PROVIDED DATA:
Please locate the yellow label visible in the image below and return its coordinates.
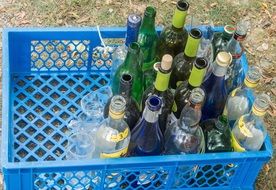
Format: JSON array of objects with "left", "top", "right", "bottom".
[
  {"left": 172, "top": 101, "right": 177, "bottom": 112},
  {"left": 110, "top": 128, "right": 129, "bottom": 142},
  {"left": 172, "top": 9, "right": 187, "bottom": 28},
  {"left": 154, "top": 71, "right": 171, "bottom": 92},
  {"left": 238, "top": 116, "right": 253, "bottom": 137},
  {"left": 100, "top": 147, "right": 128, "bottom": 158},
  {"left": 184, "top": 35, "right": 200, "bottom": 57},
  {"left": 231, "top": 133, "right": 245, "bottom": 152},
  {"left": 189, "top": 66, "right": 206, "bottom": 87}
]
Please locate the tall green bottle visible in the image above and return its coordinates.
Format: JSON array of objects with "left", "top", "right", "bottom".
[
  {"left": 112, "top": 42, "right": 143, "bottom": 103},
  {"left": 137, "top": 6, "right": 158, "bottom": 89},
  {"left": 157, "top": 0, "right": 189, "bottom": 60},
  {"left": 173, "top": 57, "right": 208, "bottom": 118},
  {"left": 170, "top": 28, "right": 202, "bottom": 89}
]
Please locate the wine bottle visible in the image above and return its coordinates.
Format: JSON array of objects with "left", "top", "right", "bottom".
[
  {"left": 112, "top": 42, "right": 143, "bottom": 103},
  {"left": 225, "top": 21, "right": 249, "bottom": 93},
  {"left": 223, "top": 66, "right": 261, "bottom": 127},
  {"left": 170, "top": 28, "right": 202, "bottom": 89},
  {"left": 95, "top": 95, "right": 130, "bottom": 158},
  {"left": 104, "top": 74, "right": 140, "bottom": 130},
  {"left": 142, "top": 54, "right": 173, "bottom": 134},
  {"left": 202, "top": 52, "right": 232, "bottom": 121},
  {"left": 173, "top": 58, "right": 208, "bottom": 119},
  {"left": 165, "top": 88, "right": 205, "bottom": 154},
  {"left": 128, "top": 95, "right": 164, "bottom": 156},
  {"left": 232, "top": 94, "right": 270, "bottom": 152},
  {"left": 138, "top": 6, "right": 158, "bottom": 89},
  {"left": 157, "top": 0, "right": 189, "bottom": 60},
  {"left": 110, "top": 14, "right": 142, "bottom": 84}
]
...
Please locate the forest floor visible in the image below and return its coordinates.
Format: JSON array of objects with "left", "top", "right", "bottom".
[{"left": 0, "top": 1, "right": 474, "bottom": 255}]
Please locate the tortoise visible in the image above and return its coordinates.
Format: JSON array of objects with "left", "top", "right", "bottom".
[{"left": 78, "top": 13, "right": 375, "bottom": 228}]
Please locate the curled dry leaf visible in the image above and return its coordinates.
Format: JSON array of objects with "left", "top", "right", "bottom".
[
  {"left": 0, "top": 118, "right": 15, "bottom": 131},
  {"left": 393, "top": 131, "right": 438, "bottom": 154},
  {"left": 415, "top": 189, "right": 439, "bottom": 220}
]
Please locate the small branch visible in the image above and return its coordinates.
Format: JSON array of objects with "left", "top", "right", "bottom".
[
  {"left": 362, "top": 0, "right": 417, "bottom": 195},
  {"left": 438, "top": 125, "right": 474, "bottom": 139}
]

WHAT TO WORK ON: From the data above, pull out every line that contains the string "bottle" and copy each one unchanged.

OUTPUT OF THE EXERCISE:
Please locate the tall green bottle visible in the image above and return its coordinates.
Please locate the wine bottle visible in the image above and return its coordinates.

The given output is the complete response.